▸ **PASSAGE PROVIDED**

The Breakwater Light was offered up for sheriff's sale in January 1891, and sold for just $258, being bought by future governor Ebe W. Tunnell, who renamed it The Delaware Pilot. Its first issue was published in June of that year and the Evening Journal reported afterwards, "The Delaware Pilot, a bright, clean and newsy sheet, published every Saturday at Lewes, made its first appearance on Saturday. The Pilot is exactly the size of the Evening Journal and is evidently run on the basis of 'quality not quantity.' Three-fourths of the entire paper is devoted to news, foreign, state, port and local. As a weekly newspaper, the Pilot is a pronounced success. It's principles are Democratic and it is well edited." It started as a six-column paper with four pages, each being 18 inches by 24 inches, and was originally published by the Delaware Pilot Publishing Company, before later being controlled by the Sussex Printing and Publishing Company in Georgetown starting in February 1906.

Around 1895, the head editor of the paper became D. L. Mustard. Subscriptions by that time costed $1.00 each. In 1897, Ebe W. Tunnell became the governor of the state and remained active in The Delaware Pilot, being one of the editorial directors, which led one newspaper to write "...Therefore, when [The Delaware Pilot] speaks on party questions, its words are deserving of careful consideration, for they express, generally or specifically, the opinions of the chief executive of the commonwealth."

In 1901, the Delaware Pilot Publishing Company purchased The Rehoboth Beacon and merged it with The Delaware Pilot, making the paper a semi-weekly. Shortly afterwards, the paper began issuing a supplement, which was received with praise from The Evening Journal, which wrote, "The Delaware Pilot, of Lewes, which is one of the most progressive weeklies in the State, this week issues a supplement which is a great credit to it. The supplement is in pamphlet form, of 28 pages, and is handsomely compiled. It is printed on excellent paper and adorned with fine half-tone cuts of the prominent people and buildings of the various towns of the State. Particular attention in paid to the Sussex county towns of which many true and interesting things are said..."

By 1910, The Delaware Pilot had returned to publishing once per week and its head editor had become Charles F. Wolfe. It had also increased in size from four pages per edition to eight. The 1911 American Newspaper Annual and Directory listed The Delaware Pilot as having a circulation of 900. In the mid-1910s, the paper changed from being issued on Saturdays to being issued on Fridays, while also changing the size of each page to 13 inches by 19 inches. Around 1918, the paper hired R. B. Ingram to replace Wolfe as head editor.

In 1920, James Duffel and A. J. Lynch became head editors of The Delaware Pilot, succeeding Ingram. In June of that year, the paper suspended due to high production costs and because of a paper shortage. Although The Morning News reported that there was a chance it would return the following autumn, it did not, leaving Lewes without a newspaper. In the subsequent years, the only paper regularly covering Lewes was the Delaware Coast News, based in Rehoboth Beach.

After 17 years of Lewes not having a newspaper, The Delaware Pilot was relaunched in June 1938. It was given office space at the Ableman Building on Second Street and was printed on the same press as the Sussex Countian in Georgetown. The first issue stated, "This is a business proposition and not a political one. The policy of the paper will be non-partisan and non-factional. We believe Lewes has a future and a real need for a weekly newspaper." The revived paper lasted until at least 1942 before disestablishing permanently.

▸ **AVAILABLE DATA**
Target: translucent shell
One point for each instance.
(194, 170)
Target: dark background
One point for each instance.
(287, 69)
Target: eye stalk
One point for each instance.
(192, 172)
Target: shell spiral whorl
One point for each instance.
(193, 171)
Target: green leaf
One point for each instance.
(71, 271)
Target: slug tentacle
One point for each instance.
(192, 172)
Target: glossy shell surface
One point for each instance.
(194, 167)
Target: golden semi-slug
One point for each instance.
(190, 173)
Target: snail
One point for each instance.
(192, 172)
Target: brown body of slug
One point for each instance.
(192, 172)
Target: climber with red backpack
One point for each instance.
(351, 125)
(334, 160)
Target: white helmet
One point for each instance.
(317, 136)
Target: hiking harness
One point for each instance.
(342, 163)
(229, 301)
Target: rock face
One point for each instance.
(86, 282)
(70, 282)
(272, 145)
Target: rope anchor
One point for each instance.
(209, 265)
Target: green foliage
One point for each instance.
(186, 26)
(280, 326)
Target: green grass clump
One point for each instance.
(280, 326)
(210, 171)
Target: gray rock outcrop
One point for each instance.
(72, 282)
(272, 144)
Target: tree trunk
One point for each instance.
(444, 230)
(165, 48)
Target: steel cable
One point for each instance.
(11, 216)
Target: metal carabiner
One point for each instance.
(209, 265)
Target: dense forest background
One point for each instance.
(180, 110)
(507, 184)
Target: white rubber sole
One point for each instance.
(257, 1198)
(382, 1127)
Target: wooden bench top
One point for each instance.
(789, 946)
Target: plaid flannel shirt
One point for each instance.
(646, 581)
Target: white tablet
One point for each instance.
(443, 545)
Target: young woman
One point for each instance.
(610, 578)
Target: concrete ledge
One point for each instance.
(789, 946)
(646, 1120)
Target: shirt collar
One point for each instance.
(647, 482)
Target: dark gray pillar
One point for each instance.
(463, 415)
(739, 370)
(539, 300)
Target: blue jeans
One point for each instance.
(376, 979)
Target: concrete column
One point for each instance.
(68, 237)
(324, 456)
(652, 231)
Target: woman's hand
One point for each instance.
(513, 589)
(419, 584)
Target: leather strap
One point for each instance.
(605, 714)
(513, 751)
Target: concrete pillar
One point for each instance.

▸ **DIRECTIONS**
In the passage on The Delaware Pilot, please give the amount the Breakwater Light sold for at the sheriff's sale in January 1891. The items have nothing to do with the passage on The Delaware Pilot.

▸ **RESPONSE TO THIS EXERCISE**
$258